## Short exercise
Copy out every line of the data exactly.

## Rows
◆ ◆ ◆

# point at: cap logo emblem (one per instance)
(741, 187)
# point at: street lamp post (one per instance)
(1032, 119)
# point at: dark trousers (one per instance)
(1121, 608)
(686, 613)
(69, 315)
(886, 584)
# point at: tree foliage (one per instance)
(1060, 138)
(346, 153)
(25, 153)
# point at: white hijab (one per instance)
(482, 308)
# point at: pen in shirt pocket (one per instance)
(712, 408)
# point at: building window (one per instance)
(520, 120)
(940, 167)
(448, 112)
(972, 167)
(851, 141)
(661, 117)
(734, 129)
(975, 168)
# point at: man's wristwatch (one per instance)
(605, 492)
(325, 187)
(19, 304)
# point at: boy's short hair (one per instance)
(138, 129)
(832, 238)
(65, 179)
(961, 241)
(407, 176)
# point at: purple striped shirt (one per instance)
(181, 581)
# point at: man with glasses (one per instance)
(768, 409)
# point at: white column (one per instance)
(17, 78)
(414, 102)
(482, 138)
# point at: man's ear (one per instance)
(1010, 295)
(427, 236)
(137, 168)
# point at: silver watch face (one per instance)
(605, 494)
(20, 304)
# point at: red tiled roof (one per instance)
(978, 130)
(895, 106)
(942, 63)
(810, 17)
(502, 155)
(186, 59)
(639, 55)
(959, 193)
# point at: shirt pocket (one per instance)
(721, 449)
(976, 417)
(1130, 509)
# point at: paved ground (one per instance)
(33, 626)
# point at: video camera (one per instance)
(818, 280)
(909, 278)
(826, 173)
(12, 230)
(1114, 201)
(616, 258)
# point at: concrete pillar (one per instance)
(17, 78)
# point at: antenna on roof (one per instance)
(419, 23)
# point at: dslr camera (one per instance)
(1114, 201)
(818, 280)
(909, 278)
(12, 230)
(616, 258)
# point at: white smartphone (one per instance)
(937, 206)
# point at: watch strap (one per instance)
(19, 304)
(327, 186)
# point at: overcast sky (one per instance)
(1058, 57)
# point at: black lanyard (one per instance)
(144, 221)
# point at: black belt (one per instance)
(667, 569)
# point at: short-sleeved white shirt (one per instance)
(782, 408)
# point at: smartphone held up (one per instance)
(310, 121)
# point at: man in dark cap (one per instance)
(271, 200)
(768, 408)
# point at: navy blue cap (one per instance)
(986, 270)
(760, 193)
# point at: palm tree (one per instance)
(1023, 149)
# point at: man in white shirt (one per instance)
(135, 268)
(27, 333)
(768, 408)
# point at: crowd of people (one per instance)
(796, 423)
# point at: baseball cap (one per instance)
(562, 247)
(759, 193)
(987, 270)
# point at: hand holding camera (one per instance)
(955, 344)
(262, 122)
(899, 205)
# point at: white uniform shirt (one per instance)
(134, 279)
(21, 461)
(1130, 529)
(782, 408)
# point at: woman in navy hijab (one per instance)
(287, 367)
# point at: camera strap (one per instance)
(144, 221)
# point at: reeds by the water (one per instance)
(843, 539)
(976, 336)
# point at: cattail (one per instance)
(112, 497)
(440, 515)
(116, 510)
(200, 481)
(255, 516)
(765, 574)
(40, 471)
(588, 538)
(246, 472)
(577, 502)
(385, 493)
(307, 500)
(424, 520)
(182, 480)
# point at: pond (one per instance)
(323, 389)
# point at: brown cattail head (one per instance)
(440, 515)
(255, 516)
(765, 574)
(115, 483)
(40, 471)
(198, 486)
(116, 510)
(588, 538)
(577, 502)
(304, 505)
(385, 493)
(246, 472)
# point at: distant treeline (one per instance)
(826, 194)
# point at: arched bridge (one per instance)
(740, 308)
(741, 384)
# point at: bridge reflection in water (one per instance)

◆ ◆ ◆

## Solution to the exercise
# point at: cap logo emblem (one per instance)
(741, 187)
# point at: street lamp post (one per instance)
(1032, 119)
# point at: dark trousers (one per instance)
(1121, 608)
(686, 613)
(69, 315)
(886, 584)
# point at: tree foliage (one per instance)
(1060, 138)
(346, 153)
(25, 153)
# point at: white hijab (one per instance)
(482, 308)
# point at: pen in shirt pocket (one per instance)
(712, 408)
# point at: building window (one per instance)
(520, 120)
(940, 167)
(448, 112)
(972, 167)
(851, 141)
(661, 117)
(734, 129)
(975, 168)
# point at: man's wristwatch (one per instance)
(605, 492)
(325, 187)
(19, 304)
# point at: boy's short hair (one per instance)
(138, 129)
(832, 238)
(65, 179)
(961, 241)
(407, 176)
# point at: purple striped shirt (one per instance)
(181, 581)
# point at: man with glasses (one per instance)
(768, 409)
# point at: white column (one per instance)
(17, 78)
(414, 102)
(482, 138)
# point at: man's ear (one per instance)
(1010, 295)
(427, 236)
(137, 168)
# point at: silver watch face (one per instance)
(605, 494)
(20, 304)
# point at: red tiled roof (one per instance)
(978, 130)
(895, 106)
(942, 63)
(810, 17)
(502, 155)
(186, 59)
(639, 55)
(959, 193)
# point at: shirt pocket (one per instance)
(721, 449)
(976, 417)
(1130, 509)
# point at: paved ground (one per instance)
(33, 626)
# point at: video camera (one per instance)
(818, 280)
(909, 278)
(826, 173)
(12, 230)
(1114, 201)
(616, 258)
# point at: concrete pillar (one per instance)
(17, 78)
# point at: antenna on roof (one per instance)
(419, 23)
# point at: dslr camera (one per instance)
(1114, 201)
(818, 280)
(909, 278)
(12, 230)
(616, 258)
# point at: white smartphone (one per instance)
(937, 206)
# point at: watch strap (one per instance)
(19, 304)
(327, 186)
# point at: overcast sky (one per instance)
(1058, 57)
# point at: black lanyard (one per instance)
(144, 221)
# point at: black belt (one per instance)
(667, 569)
# point at: short-sleeved white shirt (one per instance)
(782, 408)
# point at: smartphone held up (one per instance)
(310, 121)
# point at: man in dark cap (one per instance)
(271, 200)
(768, 408)
# point at: navy blue cap (one per instance)
(986, 270)
(760, 193)
# point at: palm tree (one per instance)
(1023, 149)
# point at: man in white shirt (one per instance)
(135, 268)
(27, 333)
(768, 408)
# point at: crowd of people (one per instance)
(796, 423)
# point at: baseball cap (one per instance)
(562, 247)
(759, 193)
(987, 270)
# point at: hand holding camera (one per instance)
(955, 344)
(262, 122)
(899, 205)
# point at: white uniform shirt (one per instance)
(134, 279)
(21, 461)
(1130, 529)
(782, 408)
# point at: woman in navy hijab (one per instance)
(287, 367)
# point at: camera strap (one per instance)
(144, 221)
# point at: reeds by the water (one per instance)
(843, 539)
(976, 336)
# point at: cattail (one per instance)
(112, 497)
(440, 515)
(116, 510)
(200, 481)
(255, 516)
(765, 574)
(40, 471)
(588, 538)
(246, 472)
(577, 502)
(385, 493)
(307, 500)
(424, 520)
(182, 480)
# point at: pond (one per instance)
(323, 389)
# point at: brown cattail head (one per instance)
(440, 515)
(255, 516)
(765, 574)
(115, 483)
(40, 471)
(198, 486)
(116, 510)
(588, 538)
(577, 502)
(304, 505)
(385, 493)
(246, 472)
# point at: distant treeline (one per instance)
(826, 194)
# point at: arched bridge (one per instance)
(740, 308)
(741, 384)
# point at: bridge reflection in water (one per instance)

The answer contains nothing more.